The tasks —
**1)** In the time model statistics text, why can the DB Time figure exceed the actual wall clock time? Answer in one to three sentences.
**2)** Resume the time model statistics text, starting right after its last sentence about hard parse elapsed time.

Excerpted text —
****************

Time Model Statistics


Important statistics here is the DB Time. The statistic represents total time spent in database calls. It is calculated by aggregating the CPU time and wait time of all sessions not waiting on idle event (non-idle user sessions). Since this timing is cumulative time for all non-idle sessions, it is possible that the time will exceed the actual wall clock time.


 PARAMETER DESCRIPTION ANALYSIS
 SQL EXECUTE ELAPSED TIME Time spent executing the SQL Statement
Out of all the DB Time which is 117,898.47 seconds , 92.32% of time, 108,843.51 seconds, database is executing the SQL query so our attention will be to find out what all SQLs took so much of DB Time

 

 DB CPU     DB CPU represents time spent on CPU resource by foreground user processes. This time doesn’t include waiting time for CPU. DB time and DB CPU define two important timescales:

wait times should be measured against the DB TIME,
while CPU consumption during certain activity (e.g. CPU time parsing) should be measured against DB CPU.

Above % showing for DB CPU may not be the only % to focus on. You should find below number and then see what is DB CPU usage.

DB CPU usage (% of CPU power available) =
CPU time / NUM_CPUS / elapsed time

Where NUM_CPUS is found in the Operating System statistics section.
Of course, if there are other major CPU users in the system, the formula must be adjusted accordingly. To check that, look at OS CPU usage statistics either directly in the OS.

 Parse Time Elapsed “Parse time elapsed” represents time spent for Syntax and Semantic checks. 
 Hard parse elapsed time “Hard parse include time” represents time spent for Syntax and Semantic checks PLUS time spent for optimizing the SQL and generating optimizer plan.

****************

Dataset excerpt —

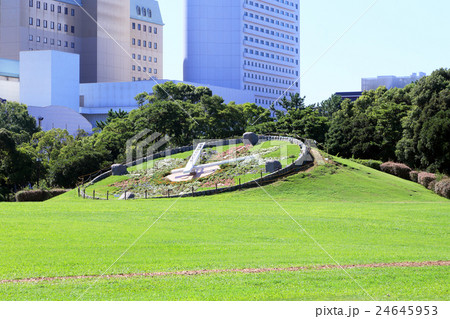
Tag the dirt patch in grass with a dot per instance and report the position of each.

****************

Responses —
**1)** DB Time adds up the CPU time and wait time of all non-idle sessions, so it is a cumulative total across sessions. Because the time of many sessions is summed, the total can be larger than the wall clock time that actually elapsed.

**2)**
 % DB Time In the time model statistics hierarchy, a child statistic may be counted under more than one parent and that is why the sum of the percentages equal more than 100 
 soft parse can be get by subtracting parse time from hard parse


Foreground Wait Class


This is of less use. A wait could have multiple possible causes (in different classes) depending on the context. There are normally only a handful of time consuming waits, which can be analyzed and investigated separately.
There are over 800 distinct wait events. Oracle has grouped these wait events in 12 wait classes. These wait classes are further divided in 2 categories, Administrative Wait Class and Application Wait Class.
These wait classes gives overall information about whether the waits happening for Application or for System events.
 PARAMETER DESCRIPTION ANALYSIS
 User I/O
High User IO means,

From the pool of available indexes proper indexes are not being used
OR
FTS is happening on big tables with millions of rows


Foreground Wait Events

Mostly The idle events are listed down in the end which should not be focused much.
This is useful because there could be time consuming report wait events that do not appear in the “Top N Timed Foreground Events”.
For the larger waits look at the Wait Event Histogram to identify the distribution of waits. Are they closely clustered around an average value or are there a wide variance of values ? Are there a large number of smaller waits or a few larger waits ?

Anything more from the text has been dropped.